>>>
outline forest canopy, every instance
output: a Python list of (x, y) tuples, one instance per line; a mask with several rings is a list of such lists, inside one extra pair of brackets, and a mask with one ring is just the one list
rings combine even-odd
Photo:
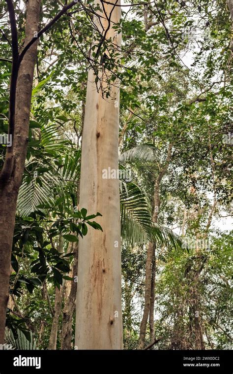
[(0, 344), (232, 347), (233, 23), (1, 2)]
<<<
Express the lines of the items above as a Markdown table with columns "Number" and "Entry", one row per line and no blank lines. Leave the pictures out of the answer.

| Number | Entry |
|---|---|
| 1 | outline forest canopy, every instance |
| 2 | output: a Python list of (x, y) tuples, one instance per line; a mask with several rings is a list of such lists, inside one extra pair of brackets, and a mask with one ring is just the one list |
| 3 | rings combine even-odd |
| 4 | Photo: |
| 5 | [(0, 344), (232, 347), (233, 23), (1, 2)] |